### EXERCISE REQUIREMENTS
All entries below are to be duplicated verbatim.

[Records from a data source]
%%
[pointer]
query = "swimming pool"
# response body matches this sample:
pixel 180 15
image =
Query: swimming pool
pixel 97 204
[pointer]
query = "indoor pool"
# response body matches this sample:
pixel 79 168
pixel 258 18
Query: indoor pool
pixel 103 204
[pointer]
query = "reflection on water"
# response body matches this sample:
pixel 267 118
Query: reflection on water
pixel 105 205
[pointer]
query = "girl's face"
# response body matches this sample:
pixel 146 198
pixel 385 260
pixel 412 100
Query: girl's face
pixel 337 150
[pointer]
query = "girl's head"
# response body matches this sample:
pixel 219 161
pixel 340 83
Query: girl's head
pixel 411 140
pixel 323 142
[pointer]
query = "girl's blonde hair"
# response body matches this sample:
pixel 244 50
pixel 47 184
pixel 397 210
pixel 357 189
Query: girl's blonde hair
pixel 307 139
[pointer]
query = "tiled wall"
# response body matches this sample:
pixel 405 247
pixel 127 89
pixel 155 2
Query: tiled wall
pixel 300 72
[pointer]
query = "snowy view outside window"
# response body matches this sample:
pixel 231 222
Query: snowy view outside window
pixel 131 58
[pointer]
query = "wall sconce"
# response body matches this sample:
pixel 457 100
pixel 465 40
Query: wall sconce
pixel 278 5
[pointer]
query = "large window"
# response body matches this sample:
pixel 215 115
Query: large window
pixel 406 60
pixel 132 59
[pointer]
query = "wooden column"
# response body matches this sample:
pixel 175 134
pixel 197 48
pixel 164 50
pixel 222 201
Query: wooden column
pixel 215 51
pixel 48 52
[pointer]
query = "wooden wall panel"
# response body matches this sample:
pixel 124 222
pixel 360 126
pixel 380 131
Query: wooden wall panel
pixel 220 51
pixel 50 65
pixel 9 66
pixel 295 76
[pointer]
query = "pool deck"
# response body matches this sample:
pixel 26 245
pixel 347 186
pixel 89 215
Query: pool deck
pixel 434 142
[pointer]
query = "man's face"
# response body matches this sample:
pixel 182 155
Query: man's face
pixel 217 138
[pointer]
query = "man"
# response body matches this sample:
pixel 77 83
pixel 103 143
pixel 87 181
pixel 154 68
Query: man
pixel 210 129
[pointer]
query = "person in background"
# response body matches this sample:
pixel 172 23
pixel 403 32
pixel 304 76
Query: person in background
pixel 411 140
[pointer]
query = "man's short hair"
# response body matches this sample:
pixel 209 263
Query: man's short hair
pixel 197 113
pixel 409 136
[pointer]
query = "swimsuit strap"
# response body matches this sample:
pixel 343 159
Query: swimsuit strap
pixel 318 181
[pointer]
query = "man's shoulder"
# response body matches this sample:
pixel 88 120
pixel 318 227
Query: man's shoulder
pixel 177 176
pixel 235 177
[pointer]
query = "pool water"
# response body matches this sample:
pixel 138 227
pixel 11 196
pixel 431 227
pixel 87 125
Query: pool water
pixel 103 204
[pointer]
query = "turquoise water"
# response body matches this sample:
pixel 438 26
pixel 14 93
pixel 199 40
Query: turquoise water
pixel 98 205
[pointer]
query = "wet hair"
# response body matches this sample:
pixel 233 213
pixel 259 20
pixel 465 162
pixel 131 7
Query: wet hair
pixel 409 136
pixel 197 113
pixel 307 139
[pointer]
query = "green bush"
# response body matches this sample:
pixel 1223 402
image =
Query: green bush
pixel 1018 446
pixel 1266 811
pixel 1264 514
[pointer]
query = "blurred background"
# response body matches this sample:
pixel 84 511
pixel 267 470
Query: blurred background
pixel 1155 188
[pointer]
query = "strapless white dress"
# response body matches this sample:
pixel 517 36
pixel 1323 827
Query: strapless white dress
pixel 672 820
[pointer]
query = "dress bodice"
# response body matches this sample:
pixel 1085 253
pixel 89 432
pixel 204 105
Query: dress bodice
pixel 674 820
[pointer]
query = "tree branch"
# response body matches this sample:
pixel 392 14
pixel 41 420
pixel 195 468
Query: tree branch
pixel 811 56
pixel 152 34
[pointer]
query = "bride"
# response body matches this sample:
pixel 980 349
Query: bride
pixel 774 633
%%
### RESULT
[pointer]
query = "swimming pool"
# response body matches this sample:
pixel 180 15
image =
Query: swimming pool
pixel 97 204
[pointer]
query = "indoor pool"
# response body matches this sample:
pixel 79 168
pixel 258 18
Query: indoor pool
pixel 103 204
[pointer]
query = "reflection on water"
# response body matches this sample:
pixel 267 118
Query: reflection on water
pixel 105 205
[pointer]
query = "girl's face"
# response body matches this sample:
pixel 146 198
pixel 385 260
pixel 412 100
Query: girl's face
pixel 337 150
[pointer]
query = "girl's head"
# response body matches this sample:
pixel 219 161
pixel 340 83
Query: girl's head
pixel 411 140
pixel 323 142
[pointer]
query = "girl's blonde hair"
# response body matches this sample:
pixel 244 50
pixel 47 184
pixel 397 210
pixel 357 189
Query: girl's blonde hair
pixel 307 139
[pointer]
query = "tiled wall"
# response body matches this sample:
pixel 405 247
pixel 127 89
pixel 155 2
Query: tiled wall
pixel 300 72
[pointer]
query = "snowy view outside window"
# response body matches this sample:
pixel 231 222
Query: snowy view outside window
pixel 131 58
[pointer]
query = "wall sconce"
# response body matches this sample:
pixel 457 100
pixel 465 40
Query: wall sconce
pixel 278 5
[pointer]
query = "large window"
# response body matches this sample:
pixel 215 115
Query: large window
pixel 406 60
pixel 132 59
[pointer]
query = "wooden column"
# response body matches this sample:
pixel 175 134
pixel 197 48
pixel 164 50
pixel 222 201
Query: wooden column
pixel 215 51
pixel 48 52
[pointer]
query = "wooden wall panel"
# response body matches this sample:
pixel 124 222
pixel 360 126
pixel 380 131
Query: wooden wall panel
pixel 220 51
pixel 50 65
pixel 9 66
pixel 295 76
[pointer]
query = "pool deck"
# response body matches this sample:
pixel 26 245
pixel 347 186
pixel 89 215
Query: pool deck
pixel 434 142
[pointer]
query = "man's face"
# response body matches this sample:
pixel 182 155
Query: man's face
pixel 217 138
[pointer]
query = "man"
# response body matches this sample:
pixel 77 83
pixel 103 143
pixel 87 181
pixel 154 68
Query: man
pixel 210 129
[pointer]
query = "person in background"
# response body matches this sample:
pixel 172 23
pixel 403 32
pixel 304 76
Query: person in background
pixel 411 140
[pointer]
query = "man's short hair"
# response body matches this sample:
pixel 209 263
Query: man's short hair
pixel 197 113
pixel 409 136
[pointer]
query = "swimsuit strap"
# response body matches this sample:
pixel 343 159
Query: swimsuit strap
pixel 318 181
[pointer]
query = "man's shoulder"
# response body matches this sample:
pixel 88 120
pixel 318 227
Query: man's shoulder
pixel 177 176
pixel 235 177
[pointer]
query = "pool water"
# response body matches this sample:
pixel 138 227
pixel 11 196
pixel 431 227
pixel 87 125
Query: pool water
pixel 103 204
[pointer]
query = "turquoise water"
# response body matches this sample:
pixel 438 26
pixel 14 93
pixel 199 40
Query: turquoise water
pixel 98 205
[pointer]
query = "wet hair"
# response body matches this sample:
pixel 233 213
pixel 259 20
pixel 465 162
pixel 131 7
Query: wet hair
pixel 409 136
pixel 197 113
pixel 307 139
[pointer]
query = "green bush"
# response body matches this sample:
pixel 1223 402
image =
Query: green bush
pixel 1018 446
pixel 1266 811
pixel 1264 514
[pointer]
query = "blurred background"
# response body matches this sample:
pixel 84 511
pixel 267 470
Query: blurred background
pixel 1155 188
[pointer]
query = "strapless white dress"
# response body matches this sample:
pixel 517 36
pixel 1323 827
Query: strapless white dress
pixel 672 820
[pointer]
query = "dress bodice"
# response body matches this sample:
pixel 1085 253
pixel 89 432
pixel 204 105
Query: dress bodice
pixel 674 820
[pointer]
query = "tree branch"
# response body matches this sample:
pixel 392 14
pixel 41 420
pixel 195 468
Query: tree branch
pixel 811 56
pixel 152 34
[pointer]
query = "bride"
# response body matches this sample:
pixel 980 349
Query: bride
pixel 774 633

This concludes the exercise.